Using the information »
A – Translate this sentence from the text on sainfoin genetic similarity into Spanish: "This is surprising because morphologically O. argentea is more similar to O. viciifolia than to O. pyrenaica."
B – Shorten the paragraph of the sainfoin genetic similarity text that begins "The distribution of the O. viciifolia genotypes" into a brief bulleted list that keeps its main facts.
C – From the sainfoin genetic similarity text, output the passage from "The level of" up to and including "to O. pyrenaica.", unchanged.

In various SSR (like MtBC47B06F1 and MtBB44F02R1) various loci seemed to be amplified. The generation of multiple products during cross-species amplification may occur by mutation, rearrangements and duplications in the flanking region and/or changes in the number of repeats (Peakall et al. 1998), as reported by Gutierrez et al. (2005) using EST-SSR in legumes.

Genetic similarity

The level of polymorphism shown by the six microsatellites selected made it possible to produce a unique fingerprint of each population. The PCA analysis based on the coefficient of similarity differentiated all O. viciifolia accessions from T. repens and from O. argentea and O. pyrenaica wild species, that were highly similar amongst themselves. This is surprising because morphologically O. argentea is more similar to O. viciifolia than to O. pyrenaica.

All sainfoin varieties shared a similarity coefficient above 0.80, matching results from Sardaro et al. (2003) that reported by ALFP a similarity level of 0.73 among sainfoin accession using AFLP analysis. The high similarity found among O. viciifolia accession suggested that they were more closely related between themselves than varieties of Trigonella foenum-graecum L. (0.66, Dangi et al. 2004) or Phaseolus coccineus L. or vulgaris L. (0.6 and 0.75, Sicard et al. 2005) which are more ancient domesticated legume crops.

The distribution of the O. viciifolia genotypes in the PCA analysis was in relation with the geographic distribution of these accessions, with the British accessions more distant from the rest, East Europeans clustered together and distant from the British ones, and French and Italian accessions in between these two groups. The British cultivars ‘Cotswold Common’ and ‘Somborne’, were clearly differentiated from the other material and this was probably caused by the isolation of British germplasm and low seed exchanges with the rest of the continent from early 1980 s (Aldrich 1984). Only East European accession ‘Esparcette’ from Poland, appeared closer to the British accessions, and was provided by the same seed producer, Cotswold Seeds, and this similarity may be due to common ancestry or hybridisation.

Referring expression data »
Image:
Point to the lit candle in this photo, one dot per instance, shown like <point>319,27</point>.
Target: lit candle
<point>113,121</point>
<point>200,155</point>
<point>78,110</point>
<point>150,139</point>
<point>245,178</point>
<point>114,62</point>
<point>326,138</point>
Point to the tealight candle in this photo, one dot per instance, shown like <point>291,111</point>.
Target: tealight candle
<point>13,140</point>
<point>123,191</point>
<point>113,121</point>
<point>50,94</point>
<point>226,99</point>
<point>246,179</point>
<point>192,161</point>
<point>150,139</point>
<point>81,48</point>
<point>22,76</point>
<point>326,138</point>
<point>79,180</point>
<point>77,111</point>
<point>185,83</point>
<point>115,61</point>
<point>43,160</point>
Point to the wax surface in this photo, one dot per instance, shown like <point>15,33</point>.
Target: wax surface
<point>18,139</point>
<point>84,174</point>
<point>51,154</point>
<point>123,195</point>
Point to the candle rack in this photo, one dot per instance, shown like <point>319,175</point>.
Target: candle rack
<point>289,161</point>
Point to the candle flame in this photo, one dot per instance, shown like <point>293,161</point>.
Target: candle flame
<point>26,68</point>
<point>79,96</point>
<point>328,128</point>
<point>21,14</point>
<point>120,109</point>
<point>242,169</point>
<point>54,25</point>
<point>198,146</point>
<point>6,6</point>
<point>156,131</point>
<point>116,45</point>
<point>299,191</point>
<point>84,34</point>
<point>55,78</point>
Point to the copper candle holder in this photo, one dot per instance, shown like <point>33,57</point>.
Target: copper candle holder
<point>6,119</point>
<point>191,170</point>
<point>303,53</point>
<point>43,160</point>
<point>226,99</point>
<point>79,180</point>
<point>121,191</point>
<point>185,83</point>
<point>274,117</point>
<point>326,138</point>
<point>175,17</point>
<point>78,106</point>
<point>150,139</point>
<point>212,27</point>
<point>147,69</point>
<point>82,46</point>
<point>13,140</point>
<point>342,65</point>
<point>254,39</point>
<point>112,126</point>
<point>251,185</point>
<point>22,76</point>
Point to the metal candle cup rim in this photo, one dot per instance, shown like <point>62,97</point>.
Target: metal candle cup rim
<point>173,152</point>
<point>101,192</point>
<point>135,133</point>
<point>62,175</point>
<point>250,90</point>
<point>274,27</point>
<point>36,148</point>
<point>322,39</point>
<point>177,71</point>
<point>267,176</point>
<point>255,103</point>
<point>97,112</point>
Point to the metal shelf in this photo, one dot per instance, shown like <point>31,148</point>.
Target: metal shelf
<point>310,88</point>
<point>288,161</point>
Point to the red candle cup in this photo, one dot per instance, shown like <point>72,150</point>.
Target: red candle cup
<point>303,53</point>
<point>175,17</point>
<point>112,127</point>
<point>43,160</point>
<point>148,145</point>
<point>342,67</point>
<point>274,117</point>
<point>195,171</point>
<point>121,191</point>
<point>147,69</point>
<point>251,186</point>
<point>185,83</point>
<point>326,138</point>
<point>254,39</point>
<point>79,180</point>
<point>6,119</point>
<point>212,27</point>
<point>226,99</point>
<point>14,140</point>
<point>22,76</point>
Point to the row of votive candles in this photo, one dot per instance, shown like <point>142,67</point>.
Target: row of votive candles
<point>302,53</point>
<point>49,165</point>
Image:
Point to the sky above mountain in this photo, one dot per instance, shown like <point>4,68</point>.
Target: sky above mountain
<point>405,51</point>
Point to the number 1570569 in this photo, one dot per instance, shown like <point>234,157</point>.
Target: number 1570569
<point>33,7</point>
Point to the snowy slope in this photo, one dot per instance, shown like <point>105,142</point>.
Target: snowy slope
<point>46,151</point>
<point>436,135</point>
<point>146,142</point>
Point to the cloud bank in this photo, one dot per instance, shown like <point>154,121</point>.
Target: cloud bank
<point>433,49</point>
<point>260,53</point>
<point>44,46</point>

List of solutions »
A – Esto es sorprendente porque, morfológicamente, O. argentea se parece más a O. viciifolia que a O. pyrenaica.

B –
- In the PCA, O. viciifolia genotypes were distributed according to the geographic origin of the accessions.
- British accessions stood farthest from the rest. East European accessions clustered together, away from the British ones. French and Italian accessions fell between these two groups.
- The British cultivars 'Cotswold Common' and 'Somborne' were clearly differentiated, probably because British germplasm was isolated and little seed was exchanged with the continent from the early 1980s (Aldrich 1984).
- The Polish accession 'Esparcette' was the only East European one close to the British accessions. It came from the same seed producer, Cotswold Seeds, and the similarity may reflect common ancestry or hybridization.

C –
The level of polymorphism shown by the six microsatellites selected made it possible to produce a unique fingerprint of each population. The PCA analysis based on the coefficient of similarity differentiated all O. viciifolia accessions from T. repens and from O. argentea and O. pyrenaica wild species, that were highly similar amongst themselves. This is surprising because morphologically O. argentea is more similar to O. viciifolia than to O. pyrenaica.